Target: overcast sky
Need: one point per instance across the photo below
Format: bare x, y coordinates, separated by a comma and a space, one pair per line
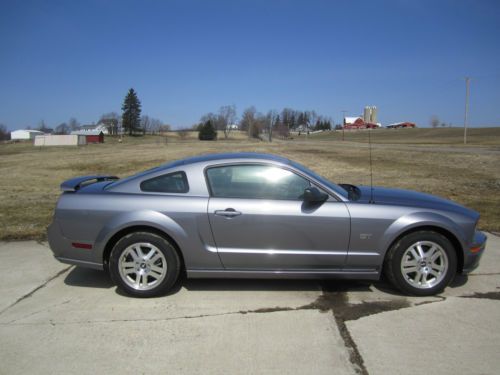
62, 59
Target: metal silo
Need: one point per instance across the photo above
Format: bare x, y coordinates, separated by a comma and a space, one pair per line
367, 114
373, 115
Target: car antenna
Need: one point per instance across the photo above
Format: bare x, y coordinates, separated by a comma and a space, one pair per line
371, 164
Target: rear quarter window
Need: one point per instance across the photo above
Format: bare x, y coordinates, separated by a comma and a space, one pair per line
175, 182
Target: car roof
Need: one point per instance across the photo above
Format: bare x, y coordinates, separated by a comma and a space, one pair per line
202, 159
225, 156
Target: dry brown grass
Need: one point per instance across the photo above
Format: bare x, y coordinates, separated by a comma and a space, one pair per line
29, 186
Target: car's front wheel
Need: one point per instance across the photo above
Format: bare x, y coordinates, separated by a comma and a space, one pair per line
144, 264
422, 263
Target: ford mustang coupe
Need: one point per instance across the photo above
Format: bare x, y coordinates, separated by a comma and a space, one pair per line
249, 215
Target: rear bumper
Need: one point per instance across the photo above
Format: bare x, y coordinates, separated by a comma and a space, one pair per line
65, 252
474, 253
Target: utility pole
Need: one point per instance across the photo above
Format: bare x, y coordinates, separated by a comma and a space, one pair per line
343, 121
467, 84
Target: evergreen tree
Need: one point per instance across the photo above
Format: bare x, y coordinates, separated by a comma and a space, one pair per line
207, 132
131, 117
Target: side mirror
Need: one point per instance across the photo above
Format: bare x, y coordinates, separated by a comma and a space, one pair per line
313, 195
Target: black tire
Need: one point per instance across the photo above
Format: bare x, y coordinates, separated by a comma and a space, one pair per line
125, 269
428, 283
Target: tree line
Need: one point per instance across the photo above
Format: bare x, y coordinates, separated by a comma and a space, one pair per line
256, 123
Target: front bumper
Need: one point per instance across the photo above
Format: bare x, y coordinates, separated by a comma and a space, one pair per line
474, 253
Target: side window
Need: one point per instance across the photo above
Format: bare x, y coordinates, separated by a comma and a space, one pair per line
169, 183
255, 182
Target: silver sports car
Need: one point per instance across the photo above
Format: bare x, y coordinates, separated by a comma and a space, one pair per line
249, 215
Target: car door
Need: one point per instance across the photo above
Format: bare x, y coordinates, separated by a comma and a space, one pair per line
260, 221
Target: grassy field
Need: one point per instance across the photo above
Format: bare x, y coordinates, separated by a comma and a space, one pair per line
428, 136
31, 176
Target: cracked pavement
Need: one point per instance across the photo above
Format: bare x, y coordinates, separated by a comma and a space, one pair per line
60, 319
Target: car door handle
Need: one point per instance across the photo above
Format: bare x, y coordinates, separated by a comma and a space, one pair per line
228, 212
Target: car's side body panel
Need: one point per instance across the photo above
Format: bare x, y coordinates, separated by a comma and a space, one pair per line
280, 235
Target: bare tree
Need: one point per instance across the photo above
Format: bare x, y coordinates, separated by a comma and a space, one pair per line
227, 118
164, 128
62, 128
183, 134
156, 125
43, 127
73, 123
145, 124
248, 121
271, 119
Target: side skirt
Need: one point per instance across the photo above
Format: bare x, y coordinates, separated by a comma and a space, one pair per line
247, 274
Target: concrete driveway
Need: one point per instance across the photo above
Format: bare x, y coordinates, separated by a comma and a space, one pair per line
60, 319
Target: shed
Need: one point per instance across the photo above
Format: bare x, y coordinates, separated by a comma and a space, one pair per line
24, 134
91, 136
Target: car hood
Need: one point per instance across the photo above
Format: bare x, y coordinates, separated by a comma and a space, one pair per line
400, 197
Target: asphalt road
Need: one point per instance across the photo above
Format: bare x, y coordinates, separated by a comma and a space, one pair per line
60, 319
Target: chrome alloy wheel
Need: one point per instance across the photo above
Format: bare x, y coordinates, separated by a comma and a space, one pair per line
142, 266
424, 264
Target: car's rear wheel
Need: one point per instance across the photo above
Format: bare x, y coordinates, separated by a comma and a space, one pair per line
422, 263
144, 264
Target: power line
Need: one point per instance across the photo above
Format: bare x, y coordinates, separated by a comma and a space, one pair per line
467, 92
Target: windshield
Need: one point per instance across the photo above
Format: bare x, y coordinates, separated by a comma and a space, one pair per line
334, 187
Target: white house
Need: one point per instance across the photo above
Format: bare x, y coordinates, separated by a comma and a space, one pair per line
60, 140
95, 128
24, 134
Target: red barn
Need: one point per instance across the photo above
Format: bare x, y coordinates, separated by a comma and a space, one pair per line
405, 124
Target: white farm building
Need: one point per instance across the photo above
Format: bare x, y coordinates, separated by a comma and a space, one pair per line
23, 135
60, 140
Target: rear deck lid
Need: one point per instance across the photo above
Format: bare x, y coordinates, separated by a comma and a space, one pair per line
76, 183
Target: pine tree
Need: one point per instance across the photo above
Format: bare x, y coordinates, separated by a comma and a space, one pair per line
131, 117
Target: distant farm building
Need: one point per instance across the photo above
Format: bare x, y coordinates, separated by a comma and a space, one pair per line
23, 135
359, 123
101, 127
60, 140
370, 115
353, 122
405, 124
90, 136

▶ [What is expected] Every record must be copied exactly, with the pictures left out.

▶ [Written solution]
Target: overcast sky
Need: one point per instance across the photo below
Format: bare x, y coordinates, separated by a comma and a space, one pair per line
62, 59
Target: metal silo
Need: one point per instance across the photo above
Format: bare x, y coordinates, separated by a comma and a space, one pair per line
367, 114
373, 115
Target: car antenna
Need: one point per instance across the photo above
Format: bare x, y coordinates, separated by a comma and a space, one pair per line
371, 164
Target: rear quarter window
Need: one point per instance across the photo above
Format: bare x, y coordinates, separated by a comma and a space, one pair per line
175, 182
Target: car roof
Need: one point per instance across the photo above
Format: bare x, y coordinates, separated by a comma and a space, one pair per line
202, 159
225, 156
Target: dry brown grass
Need: one point per instance across the photo above
Format: bare x, y coordinates, separated by a comma and a space, one pair per line
29, 186
Target: car's front wheel
Need: one point per instance across the photo above
Format: bare x, y coordinates, separated by a comma and a space, one pair per line
144, 264
422, 263
Target: ford mustang coupe
Need: one point per instance across the photo above
Format: bare x, y coordinates, separated by a comma and a space, one pair per line
249, 215
Target: rear bumper
Need: one point per instance across the photo above
Format: bare x, y coordinates, separated by a comma and a space, one pair per line
65, 252
474, 253
Target: utility pole
Need: one point per instance across the photo above
Format: bare x, y coordinates, separated by a comma and a space, one pair per line
343, 121
467, 84
Target: evergreen tree
Need: one point per instance across the photo above
Format: bare x, y coordinates, separated by a comma and a space, one pair per line
207, 132
131, 117
Target: side mirror
Need: one point per instance across the photo above
Format: bare x, y coordinates, separated by a comma and a space, one pair per line
313, 195
Target: black tire
Need: one point per instance across the photo above
Format: bare x, y coordinates, separated by a comma and a space, one pair per line
125, 269
428, 283
Target: tree line
Need: one point per instance across the photo above
Format: bare x, y coordinates, separated by a comma and a space, one pair per line
256, 123
Target: front bumper
Need: one point per instance across the photo above
Format: bare x, y coordinates, separated by a comma and a space, one pair per line
474, 253
Target: side window
Need: one point per instance across the photo above
Format: bare x, y coordinates, separated by a comma and a space, one pair per line
169, 183
255, 182
Target: silver sports car
Need: one point per instance across the photo above
Format: bare x, y coordinates, separated by a comma and a space, one pair per line
249, 215
Target: car door
Need: one point per instance across the photo above
Format: bare x, y coordinates, separated by a comma and a space, one pair per line
260, 221
Target: grassy field
Need: one point per instance across the photo above
Format: bare x, y coordinates, separated by a comma and a space, one pair per line
428, 136
31, 176
Target: cracked pavement
Need: one point per instance across the photo above
Format: bare x, y coordinates, separated by a comma and a space, one pair per line
60, 319
Target: car door handle
Need: one point per instance across the photo above
Format: bare x, y coordinates, separated by a comma and a space, one pair per line
228, 212
Target: car's side body panel
Need: one point per instance across the photo above
Format: bare x, y coordinates, separated by a comma and a space, one pair per line
280, 235
Target: bare tree
Need: one point per instance across the photo above
Format: bare x, y coordinates, separated by a comma and a space, one pair per line
227, 118
164, 128
62, 128
183, 134
156, 125
43, 127
73, 123
145, 124
248, 121
271, 119
Target: side skirt
Need: one point per instance across the photo above
Format: bare x, y coordinates, separated by a comma and a space, one pair per line
247, 274
Target: concrete driveway
Need: one point per instance across the photo above
Format: bare x, y coordinates, separated by a comma and a space, one pair per line
60, 319
Target: shed
Need: one point per instance across the photo above
Format: bare x, y coordinates, separated by a comma and a space, one pair per line
24, 134
91, 136
Target: car hood
Need: one point per instance across the photo above
Format: bare x, y coordinates, separated by a comma and a space, one pair per line
400, 197
Target: asphalt road
Need: one point per instance across the photo above
Format: bare x, y coordinates, separated by a comma and a space, one pair per line
60, 319
Target: chrome alloy wheel
Need: one point per instance across the photo above
Format: bare x, y coordinates, separated by a comma and a space, one pair per line
142, 266
424, 264
Target: car's rear wheel
Need: one point per instance across the photo above
Format: bare x, y coordinates, separated by a comma and a space, one pair per line
422, 263
144, 264
Target: power line
Need: one point per instance across the photo above
Format: bare x, y coordinates, separated by a comma and a space, one pair per line
467, 92
Target: windshield
Need: one point per instance across the photo above
Format: bare x, y coordinates, separated by a comma and a space, one pair per line
334, 187
Target: white house
Need: one point per instance across the photo above
Format: bare x, y coordinates, separated by a comma and a space, one pair per line
60, 140
95, 128
24, 134
Target: red barn
Need: one point per instance across the photo above
Format: bare x, y coordinates, separated by a comma and a space, one pair per line
405, 124
Target: white farm building
Need: one point per instance across the photo above
Format: bare x, y coordinates, separated by a comma and a space, one pair per line
23, 135
60, 140
Target: rear deck lid
Need: one point per instance across the photo above
Format: bare x, y coordinates, separated by a comma and a space, one pair per line
76, 183
Target: pine tree
Need: one point per instance across the photo above
Format: bare x, y coordinates, separated by a comma and a space, one pair per line
131, 117
Target: distant farm building
Need: one point per instance across the photo above
Format: bare x, y coordinates, separated by a comma and a space, one pair per line
23, 135
359, 123
101, 127
60, 140
370, 115
353, 122
405, 124
90, 136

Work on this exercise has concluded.